## [Assigned task]
Output range, inclusive: from the line containing "Segmentation task: produce, for" to the line containing "285L307 326L0 427H639L555". Restate those lines from the data below word for word and only those.
<<<<
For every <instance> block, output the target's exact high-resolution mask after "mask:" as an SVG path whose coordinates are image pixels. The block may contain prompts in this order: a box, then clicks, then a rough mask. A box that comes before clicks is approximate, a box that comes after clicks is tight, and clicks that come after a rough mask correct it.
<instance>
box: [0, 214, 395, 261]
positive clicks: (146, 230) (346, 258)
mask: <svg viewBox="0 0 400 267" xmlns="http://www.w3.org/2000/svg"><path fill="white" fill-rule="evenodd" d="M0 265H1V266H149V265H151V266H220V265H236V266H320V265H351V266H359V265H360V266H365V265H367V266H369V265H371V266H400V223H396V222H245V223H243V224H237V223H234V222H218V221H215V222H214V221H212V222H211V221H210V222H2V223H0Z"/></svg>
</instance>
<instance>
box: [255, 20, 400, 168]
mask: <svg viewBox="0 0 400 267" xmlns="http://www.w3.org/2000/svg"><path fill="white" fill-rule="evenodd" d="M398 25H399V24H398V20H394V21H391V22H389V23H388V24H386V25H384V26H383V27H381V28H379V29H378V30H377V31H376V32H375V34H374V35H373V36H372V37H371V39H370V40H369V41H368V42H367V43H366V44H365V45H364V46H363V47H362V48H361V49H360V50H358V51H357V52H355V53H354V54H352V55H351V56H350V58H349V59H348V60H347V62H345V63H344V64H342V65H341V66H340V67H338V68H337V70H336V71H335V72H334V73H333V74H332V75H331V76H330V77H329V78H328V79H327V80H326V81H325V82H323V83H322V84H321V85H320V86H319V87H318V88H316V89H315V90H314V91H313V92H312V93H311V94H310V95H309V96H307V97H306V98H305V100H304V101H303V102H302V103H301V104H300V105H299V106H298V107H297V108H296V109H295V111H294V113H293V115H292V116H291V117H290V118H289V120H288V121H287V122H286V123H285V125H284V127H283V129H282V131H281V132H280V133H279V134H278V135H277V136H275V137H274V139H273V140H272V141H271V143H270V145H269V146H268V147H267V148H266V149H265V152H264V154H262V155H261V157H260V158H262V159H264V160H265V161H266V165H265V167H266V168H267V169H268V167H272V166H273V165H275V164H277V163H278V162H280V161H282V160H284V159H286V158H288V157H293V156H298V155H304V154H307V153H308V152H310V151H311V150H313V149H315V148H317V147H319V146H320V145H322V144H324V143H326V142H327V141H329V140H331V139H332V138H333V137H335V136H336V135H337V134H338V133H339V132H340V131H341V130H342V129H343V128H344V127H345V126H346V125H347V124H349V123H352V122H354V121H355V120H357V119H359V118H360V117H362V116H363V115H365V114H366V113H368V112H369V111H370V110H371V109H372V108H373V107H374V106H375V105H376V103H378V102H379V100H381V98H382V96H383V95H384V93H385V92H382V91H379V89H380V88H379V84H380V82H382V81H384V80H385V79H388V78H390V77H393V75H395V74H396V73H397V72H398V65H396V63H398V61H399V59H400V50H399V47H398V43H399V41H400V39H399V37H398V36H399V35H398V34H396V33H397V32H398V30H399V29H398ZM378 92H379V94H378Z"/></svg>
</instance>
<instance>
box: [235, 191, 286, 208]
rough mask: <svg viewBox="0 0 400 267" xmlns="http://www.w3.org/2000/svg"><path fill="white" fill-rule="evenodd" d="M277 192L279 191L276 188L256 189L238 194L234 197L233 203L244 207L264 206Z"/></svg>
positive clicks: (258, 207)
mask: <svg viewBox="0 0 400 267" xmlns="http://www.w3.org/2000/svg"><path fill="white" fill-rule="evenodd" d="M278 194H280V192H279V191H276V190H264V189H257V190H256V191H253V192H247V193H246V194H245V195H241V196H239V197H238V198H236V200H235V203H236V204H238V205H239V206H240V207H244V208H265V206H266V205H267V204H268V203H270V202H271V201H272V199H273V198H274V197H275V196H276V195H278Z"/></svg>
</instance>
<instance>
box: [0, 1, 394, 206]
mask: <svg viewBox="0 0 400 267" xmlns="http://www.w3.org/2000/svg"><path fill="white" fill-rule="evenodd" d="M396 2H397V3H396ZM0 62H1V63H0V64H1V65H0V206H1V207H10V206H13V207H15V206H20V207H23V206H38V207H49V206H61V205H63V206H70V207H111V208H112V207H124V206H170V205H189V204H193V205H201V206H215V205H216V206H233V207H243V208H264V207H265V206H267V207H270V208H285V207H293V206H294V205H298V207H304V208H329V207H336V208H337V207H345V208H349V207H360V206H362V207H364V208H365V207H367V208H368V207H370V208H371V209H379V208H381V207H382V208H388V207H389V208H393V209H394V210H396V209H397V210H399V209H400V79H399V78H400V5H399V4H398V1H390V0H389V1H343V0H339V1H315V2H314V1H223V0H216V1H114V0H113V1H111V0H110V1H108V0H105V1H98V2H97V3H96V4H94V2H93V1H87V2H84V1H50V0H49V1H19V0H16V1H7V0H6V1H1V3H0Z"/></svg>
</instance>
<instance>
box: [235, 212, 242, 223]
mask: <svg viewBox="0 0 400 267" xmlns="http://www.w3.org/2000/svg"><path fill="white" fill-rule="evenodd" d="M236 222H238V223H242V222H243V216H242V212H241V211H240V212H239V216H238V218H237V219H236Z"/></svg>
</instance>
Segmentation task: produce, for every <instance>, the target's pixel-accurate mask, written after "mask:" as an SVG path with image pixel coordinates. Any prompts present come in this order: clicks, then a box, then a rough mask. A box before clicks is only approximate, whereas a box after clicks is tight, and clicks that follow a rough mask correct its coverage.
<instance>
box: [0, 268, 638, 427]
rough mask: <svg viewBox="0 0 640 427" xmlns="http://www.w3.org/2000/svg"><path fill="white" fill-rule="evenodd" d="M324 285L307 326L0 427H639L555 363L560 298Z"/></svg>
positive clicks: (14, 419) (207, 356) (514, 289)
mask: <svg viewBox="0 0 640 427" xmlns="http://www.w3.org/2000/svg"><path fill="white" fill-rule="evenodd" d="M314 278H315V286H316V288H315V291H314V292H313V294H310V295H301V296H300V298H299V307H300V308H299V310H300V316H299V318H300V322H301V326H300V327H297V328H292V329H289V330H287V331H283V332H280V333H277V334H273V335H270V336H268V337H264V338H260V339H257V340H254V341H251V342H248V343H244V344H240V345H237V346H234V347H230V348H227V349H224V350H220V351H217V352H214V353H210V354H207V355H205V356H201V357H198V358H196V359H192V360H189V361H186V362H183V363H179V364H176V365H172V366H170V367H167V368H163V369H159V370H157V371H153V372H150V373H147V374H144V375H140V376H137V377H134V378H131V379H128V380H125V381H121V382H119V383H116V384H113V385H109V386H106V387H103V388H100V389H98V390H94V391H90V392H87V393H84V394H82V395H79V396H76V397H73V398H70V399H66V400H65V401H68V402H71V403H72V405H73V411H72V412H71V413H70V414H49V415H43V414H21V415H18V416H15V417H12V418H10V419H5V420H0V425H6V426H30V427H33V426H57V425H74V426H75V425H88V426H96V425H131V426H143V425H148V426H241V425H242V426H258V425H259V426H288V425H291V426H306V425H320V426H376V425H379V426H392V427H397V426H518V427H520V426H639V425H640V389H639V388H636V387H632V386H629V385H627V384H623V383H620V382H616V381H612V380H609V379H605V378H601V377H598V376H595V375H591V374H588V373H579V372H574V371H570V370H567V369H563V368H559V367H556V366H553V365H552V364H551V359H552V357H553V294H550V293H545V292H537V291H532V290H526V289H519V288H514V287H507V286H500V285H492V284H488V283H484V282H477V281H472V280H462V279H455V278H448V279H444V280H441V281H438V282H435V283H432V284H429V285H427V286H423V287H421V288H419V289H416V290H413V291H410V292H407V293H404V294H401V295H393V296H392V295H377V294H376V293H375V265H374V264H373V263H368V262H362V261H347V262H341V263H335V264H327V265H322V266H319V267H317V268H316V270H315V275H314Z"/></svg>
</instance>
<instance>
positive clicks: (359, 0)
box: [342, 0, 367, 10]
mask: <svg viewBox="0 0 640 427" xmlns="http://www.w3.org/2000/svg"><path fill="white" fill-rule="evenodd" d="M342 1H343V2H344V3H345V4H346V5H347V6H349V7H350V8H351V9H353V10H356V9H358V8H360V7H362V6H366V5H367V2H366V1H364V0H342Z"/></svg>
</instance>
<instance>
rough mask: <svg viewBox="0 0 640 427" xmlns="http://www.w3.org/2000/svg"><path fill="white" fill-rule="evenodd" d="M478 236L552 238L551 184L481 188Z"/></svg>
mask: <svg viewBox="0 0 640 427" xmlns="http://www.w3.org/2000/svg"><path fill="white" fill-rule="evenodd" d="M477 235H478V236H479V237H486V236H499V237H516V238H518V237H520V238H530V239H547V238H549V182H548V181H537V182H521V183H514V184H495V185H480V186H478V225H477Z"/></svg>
>>>>
## [Result below]
Segmentation task: produce, for every <instance>, the target's pixel-accurate mask, written after "mask:" as an SVG path with image pixel coordinates. Any prompts present come in this order: clicks, then a box, then a rough mask. A box before clicks is only approximate, whereas a box after clicks is tight, and clicks that follow a rough mask correct its coverage.
<instance>
box: [0, 268, 638, 427]
rough mask: <svg viewBox="0 0 640 427" xmlns="http://www.w3.org/2000/svg"><path fill="white" fill-rule="evenodd" d="M324 285L307 326L0 427H639L555 363L560 298Z"/></svg>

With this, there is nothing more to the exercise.